═══ Source material ═══

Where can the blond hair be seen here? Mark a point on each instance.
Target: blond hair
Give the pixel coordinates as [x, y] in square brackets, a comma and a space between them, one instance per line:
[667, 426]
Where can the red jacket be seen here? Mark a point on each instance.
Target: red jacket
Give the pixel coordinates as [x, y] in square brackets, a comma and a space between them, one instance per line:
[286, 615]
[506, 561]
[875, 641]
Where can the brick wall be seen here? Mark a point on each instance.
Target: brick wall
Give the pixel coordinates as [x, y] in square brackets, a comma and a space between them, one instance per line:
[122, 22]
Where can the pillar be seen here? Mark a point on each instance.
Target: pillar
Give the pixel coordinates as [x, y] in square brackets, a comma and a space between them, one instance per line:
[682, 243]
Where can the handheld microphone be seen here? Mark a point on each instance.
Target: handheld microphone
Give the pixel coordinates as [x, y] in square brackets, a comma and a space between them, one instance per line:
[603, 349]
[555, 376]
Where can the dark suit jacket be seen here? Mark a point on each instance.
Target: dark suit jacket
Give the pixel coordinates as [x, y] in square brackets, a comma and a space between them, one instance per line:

═══

[About this task]:
Copy out every line from the one containing "Where can the pillar" to the end of the material, both ends included.

[Solution to this exercise]:
Where can the pillar be seen here? Mark a point on each instance.
Target: pillar
Give the pixel coordinates as [x, y] in square brackets, a comma and a space between them, one instance per line:
[682, 243]
Where can the handheld microphone be seen here? Mark a point on each instance.
Target: handheld microphone
Give the pixel coordinates as [x, y] in square brackets, a comma and a space between them, one instance per line:
[603, 349]
[555, 376]
Where can the dark suit jacket be seen here? Mark a point on each instance.
Target: dark suit jacket
Give the pixel coordinates as [x, y] in square brackets, a comma and a space between them, one instance per line:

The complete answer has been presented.